Hint: it's the presumption that it's the job of the CEO of Company A to manage the entire investment climate for you. It's the job of the CEO of Company A to either find good internal uses for the cash or return it to the shareholders.

What do you mean "return it to investors?"

That implies the cash came from the investors and that they have some claim on that cash.

It didn't and they don't.

Uh, yeah they do. The general concept of a corporation is that the shareholders are entitled to the residual cash and the CEOs job is to look out for their interest in this regard.

There are lots of times CEOs fail to do this, but sending cash to shareholders it about as opposite from one of them as it gets.
 
What do you mean "return it to investors?"

That implies the cash came from the investors and that they have some claim on that cash.

It didn't and they don't.

Uh, yeah they do.

So as a shareholder I can walk in and demand my portion of the cash? If I can't then I have no claim on that cash.

The general concept of a corporation is that the shareholders are entitled to the residual cash and the CEOs job is to look out for their interest in this regard.

Shareholders are entitled to nothing. Can you provide any evidence that shows they are entitled to anything?

There are lots of times CEOs fail to do this, but sending cash to shareholders it about as opposite from one of them as it gets.

I'm not sure what this sentence means.
 
Uh, yeah they do.

So as a shareholder I can walk in and demand my portion of the cash? If I can't then I have no claim on that cash.

------------------------------------------------------------------------

▶ **Short problem**
In the discussion about corporate cash and shareholders, what is said to be the job of the CEO of Company A?

(Records from a data source)
------------------------------------------------------------------------

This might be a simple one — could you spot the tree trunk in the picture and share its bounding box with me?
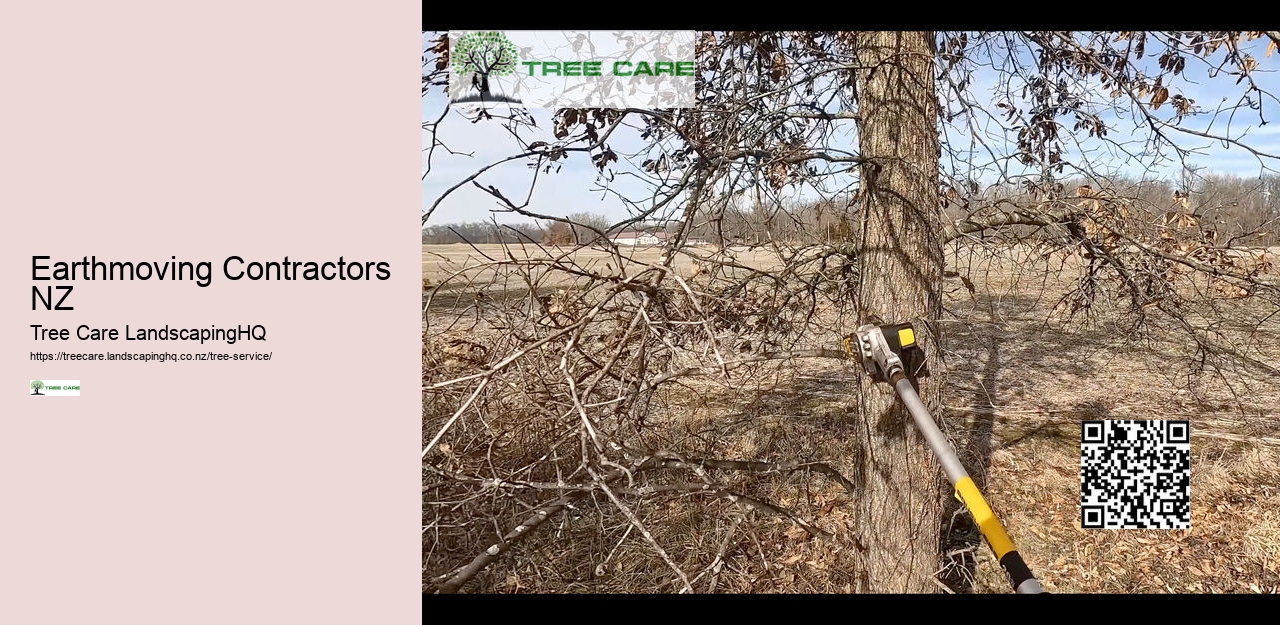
[852,32,945,593]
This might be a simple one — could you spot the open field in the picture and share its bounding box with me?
[422,246,1280,593]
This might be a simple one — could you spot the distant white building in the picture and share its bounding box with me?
[609,231,667,246]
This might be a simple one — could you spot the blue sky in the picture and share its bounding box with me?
[422,31,1280,225]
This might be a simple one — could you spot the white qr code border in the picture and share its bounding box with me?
[1080,419,1190,529]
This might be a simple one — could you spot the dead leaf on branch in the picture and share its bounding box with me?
[1151,87,1169,110]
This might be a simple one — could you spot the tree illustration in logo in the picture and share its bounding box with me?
[449,31,517,100]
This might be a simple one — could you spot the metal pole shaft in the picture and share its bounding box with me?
[893,373,1044,594]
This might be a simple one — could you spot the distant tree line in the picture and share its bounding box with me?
[422,169,1280,246]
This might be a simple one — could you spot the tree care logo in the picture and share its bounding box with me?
[27,380,79,397]
[448,31,696,109]
[449,31,520,104]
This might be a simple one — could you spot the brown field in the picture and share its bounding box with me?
[422,245,1280,593]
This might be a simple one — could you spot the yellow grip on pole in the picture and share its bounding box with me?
[956,476,1014,560]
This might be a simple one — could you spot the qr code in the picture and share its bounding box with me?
[1080,420,1192,529]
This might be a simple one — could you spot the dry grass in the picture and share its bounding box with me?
[424,246,1280,593]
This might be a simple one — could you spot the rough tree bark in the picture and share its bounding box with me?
[854,32,942,593]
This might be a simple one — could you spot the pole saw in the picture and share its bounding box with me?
[845,323,1044,594]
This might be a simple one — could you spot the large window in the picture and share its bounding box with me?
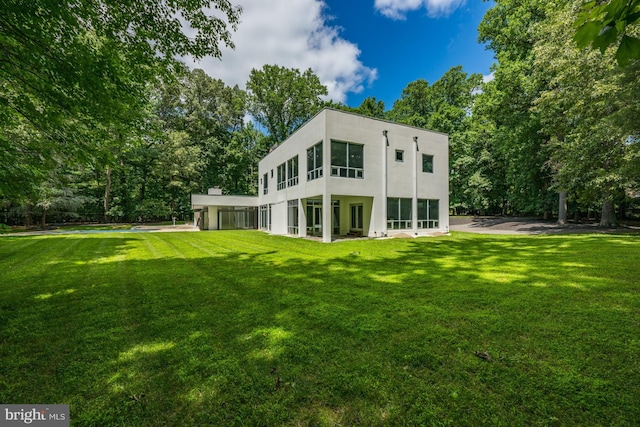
[262,173,269,194]
[260,205,271,230]
[422,154,433,173]
[331,141,364,178]
[218,208,256,230]
[278,163,287,190]
[418,199,440,228]
[387,197,413,230]
[307,141,322,181]
[287,199,298,235]
[287,156,298,187]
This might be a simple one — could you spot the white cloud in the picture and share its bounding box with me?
[185,0,377,102]
[482,72,495,83]
[374,0,466,19]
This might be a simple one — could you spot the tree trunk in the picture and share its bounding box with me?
[558,191,567,225]
[600,194,616,227]
[103,166,111,222]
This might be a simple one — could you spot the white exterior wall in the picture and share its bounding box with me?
[258,109,449,242]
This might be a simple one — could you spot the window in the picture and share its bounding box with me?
[287,199,298,235]
[260,205,271,230]
[287,156,298,187]
[278,163,287,190]
[331,141,364,178]
[418,199,440,228]
[351,205,362,230]
[307,141,322,181]
[262,173,269,194]
[387,198,413,230]
[422,154,433,173]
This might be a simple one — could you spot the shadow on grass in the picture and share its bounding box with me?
[0,233,640,425]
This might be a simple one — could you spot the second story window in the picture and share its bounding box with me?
[422,154,433,173]
[262,173,269,194]
[287,156,298,187]
[277,163,287,190]
[307,141,322,181]
[331,141,364,178]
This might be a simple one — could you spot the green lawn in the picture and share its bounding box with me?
[0,231,640,426]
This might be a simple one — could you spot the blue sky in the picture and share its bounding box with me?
[327,0,494,109]
[188,0,494,109]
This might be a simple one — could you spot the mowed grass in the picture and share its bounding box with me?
[0,231,640,426]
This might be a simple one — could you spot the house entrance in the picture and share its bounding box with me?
[305,199,340,237]
[307,200,322,236]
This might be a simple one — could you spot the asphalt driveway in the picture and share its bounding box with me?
[449,216,640,234]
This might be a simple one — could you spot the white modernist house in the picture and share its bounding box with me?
[192,108,449,242]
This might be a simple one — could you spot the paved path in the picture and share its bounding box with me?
[0,223,200,237]
[449,216,640,234]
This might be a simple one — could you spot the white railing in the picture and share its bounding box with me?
[331,166,364,178]
[307,166,322,181]
[287,176,298,187]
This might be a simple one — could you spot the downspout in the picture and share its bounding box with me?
[380,130,389,237]
[411,136,419,236]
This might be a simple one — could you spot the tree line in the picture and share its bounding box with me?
[0,0,640,226]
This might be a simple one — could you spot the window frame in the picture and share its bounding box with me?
[422,153,434,173]
[307,141,324,181]
[330,139,364,179]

------------------------------------------------------------------------

▶ **Task solution**
To either find good internal uses for the cash or return it to the shareholders.